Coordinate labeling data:
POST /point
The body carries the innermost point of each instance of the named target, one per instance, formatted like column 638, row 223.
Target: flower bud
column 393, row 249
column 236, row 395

### DIRECTIONS FOR THIS TASK
Count the lines of the records that contain the string "point", and reply with the number alone.

### ANSWER TO THE EXERCISE
2